**Passage for review**

◆ ◆ ◆ ◆ ◆

What are you to do when your marriage no longer feels like a marriage? This story may sound familiar.
Act married? What the hell does that mean?
I’ll tell you. It’s my newsletter, so I get to define it.
Marriage is, by my definition, a long-term, committed, romantic and sexual relationship.
Wait. There’s more. My rules, remember?
Marriage is also a loving, intimate and safe space where two people choose to learn and grow together.
Oh, and this.
Marriage has a foundation of unconditional acceptance and kindness anchored by shared personal values and relationship values including mutual support, honesty, respect, openness and trust.
Finally…and I’ve always liked this one…marriage is not a place to learn how to be happy. It is a place where we learn how to love.
Married people should do stuff like that.
They should ACT like that stuff matters more than anything else.
Anything. Including kids, friends and parents.
But it’s not always that that simple, is it?
It certainly wasn’t for me.
Love is Patient and Love is Kind
The last time most of us speak of marriage with such reverence is just before the ring bearer shows up.
Wedding vows are stuffed with warm feelings and good intentions. But,they hit us like a drink of water from a fire hose full of “what to do’s” without a hint of help on “how to do it”.

◆ ◆ ◆ ◆ ◆

**Required action 1**
Reproduce the newsletter passage on marriage word for word, everything from "Oh, and this." down to "bearer shows up.".
**Required action 2**
State whether each of the following agrees with the newsletter passage on marriage, answering yes or no and quoting the deciding words: (a) the passage defines marriage as a place to learn how to be happy; (b) the passage counts kids, friends and parents among the things marriage should matter more than; (c) the passage says wedding vows give plenty of help on how to carry them out.

**Dataset content**
◆ ◆ ◆ ◆ ◆

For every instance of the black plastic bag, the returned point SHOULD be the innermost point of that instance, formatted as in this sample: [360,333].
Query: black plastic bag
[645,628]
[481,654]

◆ ◆ ◆ ◆ ◆

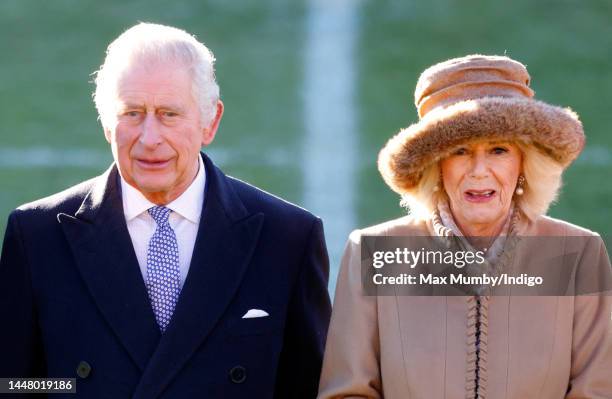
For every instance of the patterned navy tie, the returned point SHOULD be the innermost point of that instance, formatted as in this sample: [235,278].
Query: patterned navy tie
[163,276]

◆ ◆ ◆ ◆ ◆

**Worked solution 1**
Oh, and this.
Marriage has a foundation of unconditional acceptance and kindness anchored by shared personal values and relationship values including mutual support, honesty, respect, openness and trust.
Finally…and I’ve always liked this one…marriage is not a place to learn how to be happy. It is a place where we learn how to love.
Married people should do stuff like that.
They should ACT like that stuff matters more than anything else.
Anything. Including kids, friends and parents.
But it’s not always that that simple, is it?
It certainly wasn’t for me.
Love is Patient and Love is Kind
The last time most of us speak of marriage with such reverence is just before the ring bearer shows up.

**Worked solution 2**
(a) No: "marriage is not a place to learn how to be happy."
(b) Yes: "They should ACT like that stuff matters more than anything else." and "Anything. Including kids, friends and parents."
(c) No: "without a hint of help on “how to do it”"